Yazılı görev a
Aşağıdaki kaynak metinden "Dünya hayatında para, zenginlik, güçve" ifadesinden "gireceksiniz… Öyle mi?" ifadesine kadar her şeyi olduğu gibi çıkar.

Kaynak metin
══════════════════════════════

Memur olmak, bir kamu kuruluşuna kapağı atmak, sonrasında makam, mevki, statü sahibi olmak için koşturduğunuz kadar koşturmayacaksınız…

Konjonktürel hesaplarla, geçmişi olmayan, köksüz, paravan bir tabela şirketi kurarak İhalelerden pay kapmak için uğraştığınız kadar uğraşmayacaksınız

Dünya hayatında para, zenginlik, güçve servet sahibi olmak için, biraz daha şöhret, biraz daha tanınır, biraz daha meşhur olmak için döktüğünüz terin, bir damlasını dökmeyeceksiniz

Sırf zevk, eğlence, sefa, zaaf, heva ve hevesleriniz uğruna tükettiğiniz ömrünüzün, harcadığınız zamanın günde bir saatini ibadete ayırmayacaksınız

Allah’ın rızasını kazanmak için hiçbir emek vermeyeceksiniz, kulluk ibadetlerinizi ihmal edeceksiniz…

Eee sonra da, vereceğiniz bir oy’la (haşa) kontenjandan cennete gireceksiniz… Öyle mi?

══════════════════════════════

[Bir veri kümesinden satırlar]
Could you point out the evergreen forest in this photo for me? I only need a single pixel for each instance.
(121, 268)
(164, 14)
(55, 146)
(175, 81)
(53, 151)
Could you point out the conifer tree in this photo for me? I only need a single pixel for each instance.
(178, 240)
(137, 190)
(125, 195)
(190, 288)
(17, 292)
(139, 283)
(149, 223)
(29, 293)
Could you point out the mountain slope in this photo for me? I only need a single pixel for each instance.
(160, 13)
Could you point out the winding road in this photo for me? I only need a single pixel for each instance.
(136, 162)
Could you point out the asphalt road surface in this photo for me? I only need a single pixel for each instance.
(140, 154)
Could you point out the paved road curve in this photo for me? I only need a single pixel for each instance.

══════════════════════════════

Yazılı görev b
Veri kümesi satırlarında "Could you point out the winding" geçen satırdan satırların sonuna kadar her şeyi, "road" yerine "street" koyup geri kalanına dokunmadan yeniden yaz ve yalnızca bu kısmı ver.

Sonuç a
Dünya hayatında para, zenginlik, güçve servet sahibi olmak için, biraz daha şöhret, biraz daha tanınır, biraz daha meşhur olmak için döktüğünüz terin, bir damlasını dökmeyeceksiniz

Sırf zevk, eğlence, sefa, zaaf, heva ve hevesleriniz uğruna tükettiğiniz ömrünüzün, harcadığınız zamanın günde bir saatini ibadete ayırmayacaksınız

Allah’ın rızasını kazanmak için hiçbir emek vermeyeceksiniz, kulluk ibadetlerinizi ihmal edeceksiniz…

Eee sonra da, vereceğiniz bir oy’la (haşa) kontenjandan cennete gireceksiniz… Öyle mi?

Sonuç b
Could you point out the winding street in this photo for me? I only need a single pixel for each instance.
(136, 162)
Could you point out the asphalt street surface in this photo for me? I only need a single pixel for each instance.
(140, 154)
Could you point out the paved street curve in this photo for me? I only need a single pixel for each instance.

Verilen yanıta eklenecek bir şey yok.